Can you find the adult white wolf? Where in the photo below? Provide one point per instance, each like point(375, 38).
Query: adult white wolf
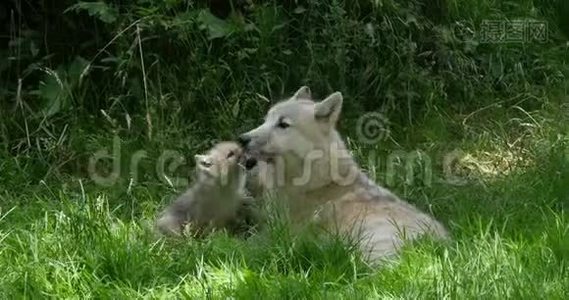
point(311, 168)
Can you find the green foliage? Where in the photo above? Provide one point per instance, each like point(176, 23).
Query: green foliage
point(99, 10)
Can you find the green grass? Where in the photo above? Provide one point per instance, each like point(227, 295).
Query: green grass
point(182, 79)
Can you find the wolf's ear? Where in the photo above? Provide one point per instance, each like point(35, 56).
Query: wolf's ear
point(302, 93)
point(329, 109)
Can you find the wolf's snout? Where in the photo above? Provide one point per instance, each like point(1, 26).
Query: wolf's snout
point(250, 163)
point(243, 140)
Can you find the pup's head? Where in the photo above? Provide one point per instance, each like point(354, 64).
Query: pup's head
point(294, 128)
point(222, 162)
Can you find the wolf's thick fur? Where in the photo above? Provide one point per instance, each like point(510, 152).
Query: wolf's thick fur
point(214, 201)
point(302, 158)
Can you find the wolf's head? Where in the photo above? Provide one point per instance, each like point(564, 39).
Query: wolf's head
point(222, 163)
point(297, 131)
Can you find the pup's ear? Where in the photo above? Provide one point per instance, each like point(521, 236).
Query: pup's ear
point(329, 109)
point(302, 93)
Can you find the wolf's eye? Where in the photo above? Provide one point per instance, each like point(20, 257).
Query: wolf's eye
point(282, 124)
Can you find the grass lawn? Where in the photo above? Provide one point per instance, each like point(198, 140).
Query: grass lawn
point(510, 233)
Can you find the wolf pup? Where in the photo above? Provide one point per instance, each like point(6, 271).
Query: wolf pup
point(213, 202)
point(301, 156)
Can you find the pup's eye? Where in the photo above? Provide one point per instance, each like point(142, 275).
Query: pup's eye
point(282, 124)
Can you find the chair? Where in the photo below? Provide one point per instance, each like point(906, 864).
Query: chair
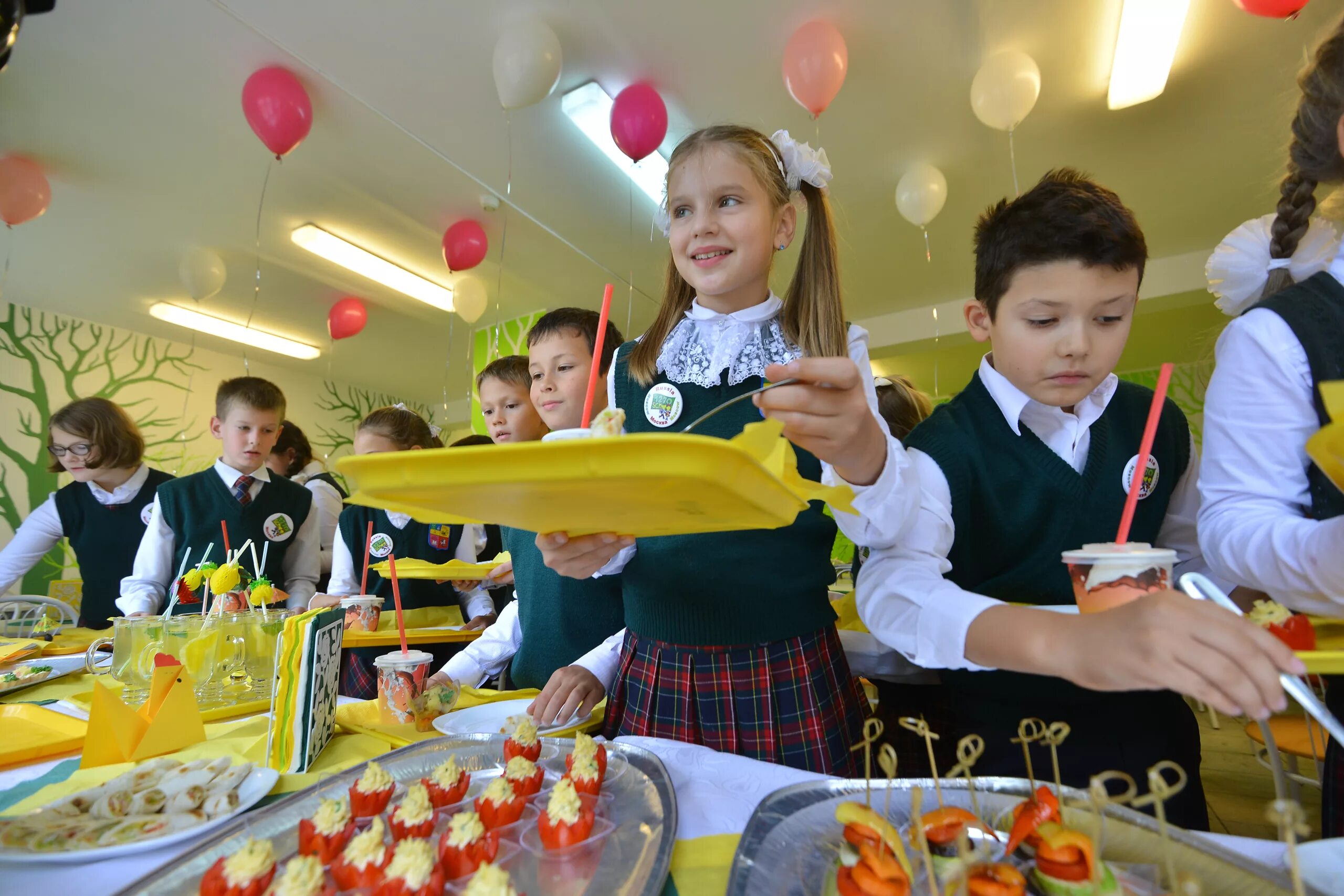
━━━━
WHAT THE TASK REQUIRES:
The answer must be all the lines above that hold the word "chair".

WRITTEN RESPONSE:
Can you find the chair? Where in the photo below? Provide one point per instance, each like point(906, 864).
Query: chair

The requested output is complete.